Exercise description:
Answer these about the text on the Animals Among Us exhibition:
(a) During which pandemic have pets taken on a larger-than-usual role?
(b) How many artists does the exhibition bring together?
(c) What kind of print is Susan Middleton's Plain Rain Frog?

Extract to read:
Animals throughout the ages and across cultures have been depicted in art in every imaginable form. Often they are the embodiment of our desires, needs and hopes, and as domesticated pets they have taken on a larger-than-usual role during the COVID pandemic. Their relationship to humans has proved essential. In art, animals are inspirational, symbolic, allegorical, and supernatural.
Crown Point Press presents Animals Among Us, a group exhibition that brings together 17 artists who have made prints with animals as subject. Birds are on display by Christopher Brown, Robert Kushner, Tom Marioni, Laura Owens, and Wayne Thiebaud. Jockum Nordstrom incorporates insects into a surreal landscape in the print titled House and Bugs. Nathan Oliveira’s Dogman is a richly textured drypoint of a dog superimposed on the profile of a man. The imagery “emphasizes the strong identification the artist perceives between the species: the human qualities of canines, the animal nature of humans,” wrote Joann Moser in the exhibition catalog, Nathan Oliveira (San Jose Museum of Art, 2002). A black, bumpy, comically menacing tropical frog stares at us in Plain Rain Frog, a photogravure by Susan Middleton. The velvety red and black Double Lunar Dogs by performance artist Joan Jonas are mirrored profiles of two regal canines.

Study material:
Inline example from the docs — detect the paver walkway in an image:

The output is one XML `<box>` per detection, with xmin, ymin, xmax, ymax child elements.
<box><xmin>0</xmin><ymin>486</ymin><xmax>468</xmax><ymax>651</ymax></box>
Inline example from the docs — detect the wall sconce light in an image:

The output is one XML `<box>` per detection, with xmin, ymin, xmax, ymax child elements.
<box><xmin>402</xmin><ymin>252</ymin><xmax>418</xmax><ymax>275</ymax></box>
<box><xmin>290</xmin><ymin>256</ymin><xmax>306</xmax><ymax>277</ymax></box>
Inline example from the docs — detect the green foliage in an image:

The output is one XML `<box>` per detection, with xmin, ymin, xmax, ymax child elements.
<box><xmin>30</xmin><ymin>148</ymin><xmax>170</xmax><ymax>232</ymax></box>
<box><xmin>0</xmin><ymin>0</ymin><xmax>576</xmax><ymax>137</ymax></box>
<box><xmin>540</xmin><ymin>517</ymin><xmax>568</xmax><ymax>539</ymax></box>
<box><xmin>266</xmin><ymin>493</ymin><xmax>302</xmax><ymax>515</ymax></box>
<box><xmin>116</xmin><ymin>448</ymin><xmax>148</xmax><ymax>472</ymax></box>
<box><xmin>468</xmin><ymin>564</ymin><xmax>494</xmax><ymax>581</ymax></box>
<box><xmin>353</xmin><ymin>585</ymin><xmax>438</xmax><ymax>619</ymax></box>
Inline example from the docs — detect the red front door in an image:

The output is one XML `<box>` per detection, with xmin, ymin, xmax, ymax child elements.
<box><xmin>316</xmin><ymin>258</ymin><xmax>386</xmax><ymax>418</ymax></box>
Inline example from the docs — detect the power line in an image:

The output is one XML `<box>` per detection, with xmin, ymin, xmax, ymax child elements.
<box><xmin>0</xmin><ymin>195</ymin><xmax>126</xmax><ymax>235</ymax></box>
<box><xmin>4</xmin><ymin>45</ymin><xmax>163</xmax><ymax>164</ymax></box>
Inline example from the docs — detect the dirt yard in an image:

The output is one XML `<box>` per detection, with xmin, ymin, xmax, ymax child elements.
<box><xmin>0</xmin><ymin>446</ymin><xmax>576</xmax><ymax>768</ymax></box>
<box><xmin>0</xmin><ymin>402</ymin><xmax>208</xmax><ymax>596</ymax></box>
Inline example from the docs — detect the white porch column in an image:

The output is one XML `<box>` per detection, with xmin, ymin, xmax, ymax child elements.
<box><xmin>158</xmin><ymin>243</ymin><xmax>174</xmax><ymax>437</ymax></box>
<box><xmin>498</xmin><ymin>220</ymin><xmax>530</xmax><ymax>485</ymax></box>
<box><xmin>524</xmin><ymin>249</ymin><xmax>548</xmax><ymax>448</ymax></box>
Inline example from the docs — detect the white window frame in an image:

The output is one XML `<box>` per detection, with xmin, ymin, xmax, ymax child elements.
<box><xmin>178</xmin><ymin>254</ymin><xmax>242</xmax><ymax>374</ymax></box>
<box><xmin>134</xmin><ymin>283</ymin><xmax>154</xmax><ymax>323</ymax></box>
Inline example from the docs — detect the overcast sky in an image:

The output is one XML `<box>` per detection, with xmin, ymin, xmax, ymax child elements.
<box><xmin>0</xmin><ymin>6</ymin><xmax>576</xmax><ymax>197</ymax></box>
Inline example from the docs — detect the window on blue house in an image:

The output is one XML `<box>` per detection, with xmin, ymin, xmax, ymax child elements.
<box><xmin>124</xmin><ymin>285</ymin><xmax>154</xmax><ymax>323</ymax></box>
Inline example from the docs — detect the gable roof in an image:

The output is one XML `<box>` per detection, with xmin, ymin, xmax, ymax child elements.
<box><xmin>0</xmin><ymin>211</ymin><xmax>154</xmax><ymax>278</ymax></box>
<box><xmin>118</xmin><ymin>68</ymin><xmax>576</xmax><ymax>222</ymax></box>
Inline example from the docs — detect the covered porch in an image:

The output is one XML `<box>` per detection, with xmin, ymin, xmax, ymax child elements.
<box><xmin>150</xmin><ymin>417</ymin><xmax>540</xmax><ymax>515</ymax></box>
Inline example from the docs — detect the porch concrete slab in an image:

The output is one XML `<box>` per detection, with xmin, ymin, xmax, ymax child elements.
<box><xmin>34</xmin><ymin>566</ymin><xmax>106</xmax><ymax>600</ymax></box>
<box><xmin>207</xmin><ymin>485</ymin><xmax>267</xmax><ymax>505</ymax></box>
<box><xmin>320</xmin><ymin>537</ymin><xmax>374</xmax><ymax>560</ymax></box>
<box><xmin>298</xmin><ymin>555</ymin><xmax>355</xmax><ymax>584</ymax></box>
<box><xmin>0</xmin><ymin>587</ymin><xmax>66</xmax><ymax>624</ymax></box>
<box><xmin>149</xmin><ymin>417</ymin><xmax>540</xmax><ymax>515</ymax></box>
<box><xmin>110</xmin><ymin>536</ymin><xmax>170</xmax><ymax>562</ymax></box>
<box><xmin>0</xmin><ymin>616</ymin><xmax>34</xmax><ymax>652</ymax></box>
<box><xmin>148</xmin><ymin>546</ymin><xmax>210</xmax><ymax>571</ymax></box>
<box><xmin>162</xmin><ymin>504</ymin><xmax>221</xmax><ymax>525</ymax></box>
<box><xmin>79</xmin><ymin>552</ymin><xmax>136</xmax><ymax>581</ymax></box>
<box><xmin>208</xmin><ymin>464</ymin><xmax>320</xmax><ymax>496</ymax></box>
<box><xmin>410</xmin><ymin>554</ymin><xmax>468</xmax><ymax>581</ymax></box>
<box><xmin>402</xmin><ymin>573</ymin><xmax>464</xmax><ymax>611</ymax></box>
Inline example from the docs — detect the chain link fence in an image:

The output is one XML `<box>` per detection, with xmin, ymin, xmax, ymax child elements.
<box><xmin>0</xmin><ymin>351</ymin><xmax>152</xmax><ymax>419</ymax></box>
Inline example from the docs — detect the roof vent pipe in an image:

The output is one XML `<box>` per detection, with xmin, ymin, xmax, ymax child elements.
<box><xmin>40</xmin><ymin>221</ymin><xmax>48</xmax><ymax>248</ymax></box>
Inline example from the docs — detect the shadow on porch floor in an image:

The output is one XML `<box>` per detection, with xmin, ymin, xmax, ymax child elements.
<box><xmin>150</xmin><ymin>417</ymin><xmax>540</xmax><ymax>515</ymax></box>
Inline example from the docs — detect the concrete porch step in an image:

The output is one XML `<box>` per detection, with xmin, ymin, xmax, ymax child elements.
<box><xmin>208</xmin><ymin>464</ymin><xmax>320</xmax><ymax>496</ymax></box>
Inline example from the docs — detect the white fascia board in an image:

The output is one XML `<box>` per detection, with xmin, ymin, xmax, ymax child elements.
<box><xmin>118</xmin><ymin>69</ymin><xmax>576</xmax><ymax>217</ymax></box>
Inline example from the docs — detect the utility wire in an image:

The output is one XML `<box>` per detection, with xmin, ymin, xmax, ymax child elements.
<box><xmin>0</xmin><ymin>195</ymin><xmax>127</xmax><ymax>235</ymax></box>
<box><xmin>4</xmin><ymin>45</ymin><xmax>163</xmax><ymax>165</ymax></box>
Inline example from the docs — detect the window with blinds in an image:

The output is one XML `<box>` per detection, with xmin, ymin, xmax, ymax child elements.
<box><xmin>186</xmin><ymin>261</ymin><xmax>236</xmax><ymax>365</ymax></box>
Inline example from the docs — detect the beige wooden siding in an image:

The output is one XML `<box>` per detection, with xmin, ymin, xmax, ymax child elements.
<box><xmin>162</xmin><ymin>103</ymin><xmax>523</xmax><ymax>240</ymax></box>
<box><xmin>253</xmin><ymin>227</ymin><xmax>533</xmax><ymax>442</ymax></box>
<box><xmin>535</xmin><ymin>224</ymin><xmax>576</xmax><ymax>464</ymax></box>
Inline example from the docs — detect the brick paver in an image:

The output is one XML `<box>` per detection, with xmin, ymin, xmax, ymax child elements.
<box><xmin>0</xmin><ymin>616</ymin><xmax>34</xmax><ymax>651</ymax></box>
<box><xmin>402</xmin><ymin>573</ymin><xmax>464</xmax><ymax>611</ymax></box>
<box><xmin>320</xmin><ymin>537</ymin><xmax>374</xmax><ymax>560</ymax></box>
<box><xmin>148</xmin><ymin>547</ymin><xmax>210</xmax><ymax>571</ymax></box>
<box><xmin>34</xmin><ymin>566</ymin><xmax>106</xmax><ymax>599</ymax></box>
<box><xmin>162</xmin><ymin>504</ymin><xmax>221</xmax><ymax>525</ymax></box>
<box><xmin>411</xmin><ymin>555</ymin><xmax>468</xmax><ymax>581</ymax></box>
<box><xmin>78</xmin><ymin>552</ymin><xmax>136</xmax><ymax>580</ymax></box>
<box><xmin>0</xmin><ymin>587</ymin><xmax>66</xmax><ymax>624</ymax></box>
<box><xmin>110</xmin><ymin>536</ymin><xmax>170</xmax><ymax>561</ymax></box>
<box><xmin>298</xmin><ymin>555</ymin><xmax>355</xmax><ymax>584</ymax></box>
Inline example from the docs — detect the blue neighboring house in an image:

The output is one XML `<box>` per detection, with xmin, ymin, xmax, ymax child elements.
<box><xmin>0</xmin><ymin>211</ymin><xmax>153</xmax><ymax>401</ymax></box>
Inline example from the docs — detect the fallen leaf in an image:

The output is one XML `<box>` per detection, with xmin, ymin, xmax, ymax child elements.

Expected output:
(a) The COVID pandemic
(b) 17
(c) A photogravure